#### [Material provided]
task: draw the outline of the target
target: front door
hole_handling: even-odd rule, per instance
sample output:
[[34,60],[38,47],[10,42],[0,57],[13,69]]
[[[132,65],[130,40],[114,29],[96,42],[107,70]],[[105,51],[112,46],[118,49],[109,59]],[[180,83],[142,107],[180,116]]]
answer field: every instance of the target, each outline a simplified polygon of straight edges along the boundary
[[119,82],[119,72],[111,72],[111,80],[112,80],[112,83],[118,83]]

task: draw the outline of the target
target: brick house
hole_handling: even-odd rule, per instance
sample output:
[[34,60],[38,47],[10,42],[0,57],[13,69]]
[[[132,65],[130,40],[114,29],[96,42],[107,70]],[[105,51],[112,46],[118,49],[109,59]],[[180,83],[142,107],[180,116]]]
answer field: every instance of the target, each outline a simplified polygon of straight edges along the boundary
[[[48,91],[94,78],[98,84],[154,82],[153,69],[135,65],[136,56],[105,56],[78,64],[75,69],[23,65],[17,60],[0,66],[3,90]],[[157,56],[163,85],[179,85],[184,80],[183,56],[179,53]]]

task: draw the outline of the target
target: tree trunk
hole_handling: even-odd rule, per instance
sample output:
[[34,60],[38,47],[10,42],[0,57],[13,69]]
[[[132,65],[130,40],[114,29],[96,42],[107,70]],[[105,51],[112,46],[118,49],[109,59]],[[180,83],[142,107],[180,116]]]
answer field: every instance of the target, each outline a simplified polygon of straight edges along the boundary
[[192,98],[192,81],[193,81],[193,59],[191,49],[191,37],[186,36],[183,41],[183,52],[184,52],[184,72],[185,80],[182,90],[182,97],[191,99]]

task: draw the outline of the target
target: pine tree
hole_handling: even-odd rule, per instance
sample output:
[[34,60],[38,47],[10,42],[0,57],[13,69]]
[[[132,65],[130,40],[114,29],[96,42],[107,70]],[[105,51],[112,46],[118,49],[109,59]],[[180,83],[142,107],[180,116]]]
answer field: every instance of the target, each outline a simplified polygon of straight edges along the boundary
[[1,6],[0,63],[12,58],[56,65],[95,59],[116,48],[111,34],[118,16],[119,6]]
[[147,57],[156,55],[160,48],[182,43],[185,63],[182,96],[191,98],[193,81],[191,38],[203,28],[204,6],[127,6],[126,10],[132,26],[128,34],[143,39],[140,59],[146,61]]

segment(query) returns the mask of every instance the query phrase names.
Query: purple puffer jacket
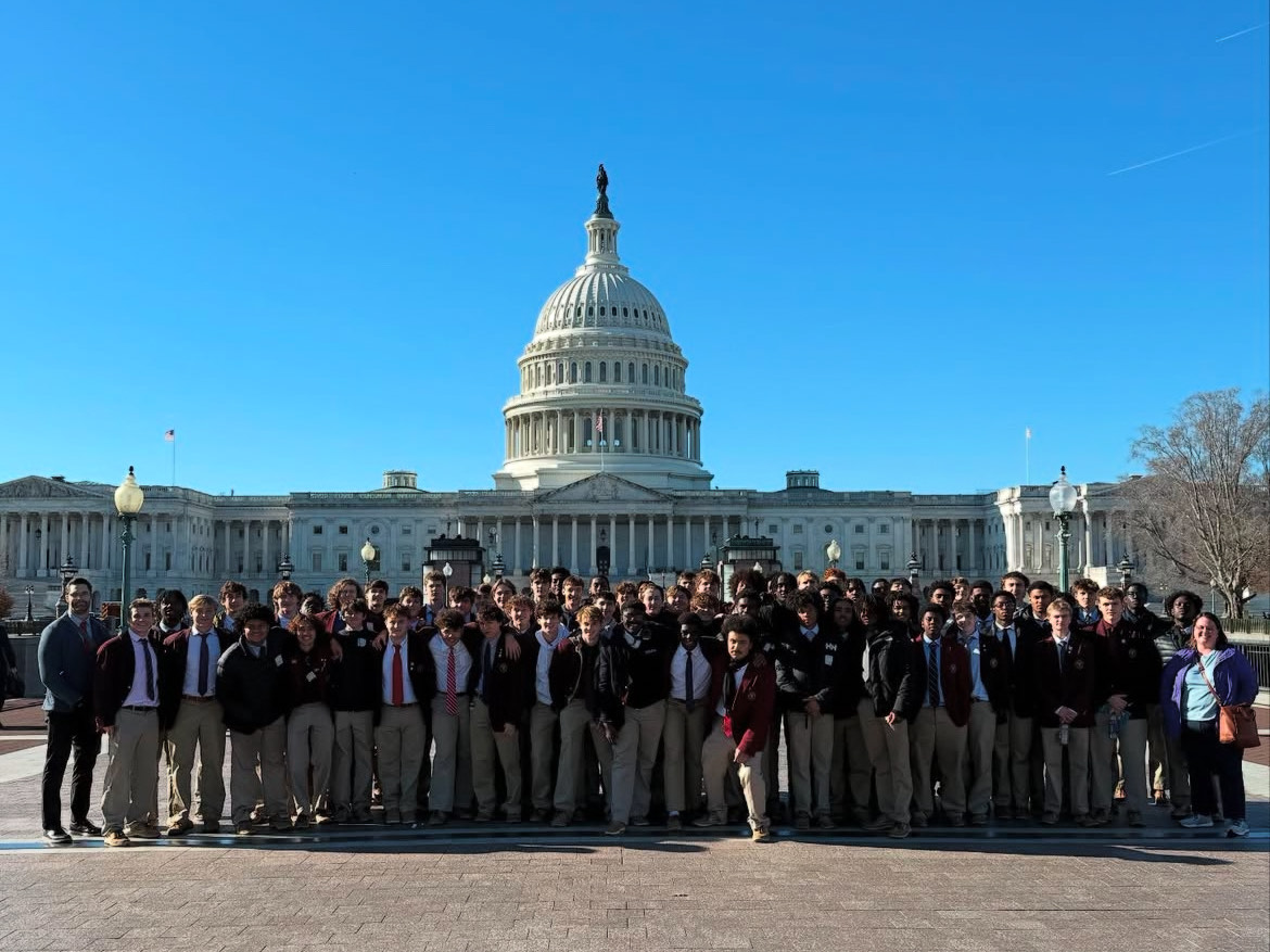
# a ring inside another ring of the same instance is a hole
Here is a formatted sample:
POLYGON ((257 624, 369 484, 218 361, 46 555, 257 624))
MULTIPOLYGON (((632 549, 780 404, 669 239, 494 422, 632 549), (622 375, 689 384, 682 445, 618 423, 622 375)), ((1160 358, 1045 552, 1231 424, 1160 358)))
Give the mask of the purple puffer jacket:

#### [Aim]
Up to and including the last line of the listing, starting at the line with "segment(query) returns the", extract every line exactly and leave out the pictures.

#### [Result for this exercise]
segment(query) returns the mask of every instance the query phrase names.
Query: purple puffer jacket
# a ring inside another ring of the same instance is a hole
Here is a formatted sample:
POLYGON ((257 624, 369 484, 218 361, 46 555, 257 624))
MULTIPOLYGON (((632 549, 780 404, 669 239, 494 422, 632 549), (622 375, 689 384, 682 445, 618 423, 622 375)), ((1160 358, 1045 552, 1231 424, 1160 358)))
Give the mask of the purple puffer jacket:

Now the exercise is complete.